● Study text:
From Newsbusters.org:
Tokyo Rose died this week. According to the
Washington Post:
Iva Ikuko Toguri D'Aquino, 90, an American woman branded "Tokyo Rose" during World War II, imprisoned for making treasonous radio broadcasts and decades later exonerated with a presidential pardon, died Sept. 26 at Advocate Illinois Masonic Medical Center in Chicago. No cause of death was reported.
Although nearly a dozen female broadcasters were given the moniker during World War II, Mrs. D'Aquino was the one most tarred by the name Tokyo Rose, which, along with the name of Japanese War Minister Hideki Tojo, came to personify Axis infamy in the Pacific.
Taunting millions of servicemen with stories of infidelity on the home front, false reports of battle outcomes meant to demoralize them and frequent spins of pop songs to keep them listening, the broadcasts of Radio Tokyo were notorious instruments in the propaganda war. Many American sailors and soldiers found the broadcasts cartoonishly incredible, which Mrs. D'Aquino said was exactly her intention.

● Tasks to complete:
1. According to the passage about Tokyo Rose, why did the Radio Tokyo broadcasts give false reports of battle outcomes and play pop songs so often? Answer in one to three sentences.
2. Write what comes next in the passage about Tokyo Rose, starting after its last sentence.
You won't need the items that follow the passage about Tokyo Rose.

● Recorded information:
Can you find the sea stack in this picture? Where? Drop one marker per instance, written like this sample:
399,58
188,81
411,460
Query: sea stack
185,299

● Answers to this exercise:
1. The false battle reports were meant to demoralize the servicemen. The frequent pop songs were meant to keep them listening.

2.
The name Tokyo Rose was an American invention. On air, Mrs. D'Aquino called herself "Orphan Ann," a reference both to her favorite radio program as a child and her lonely status as an American trapped in enemy territory. She refused to renounce her U.S. citizenship during the war, and many described her as a victim of her own courage and naiveté.
Yes, she was pardoned by President Ford, but a pardon has little to do with guilt or innocence.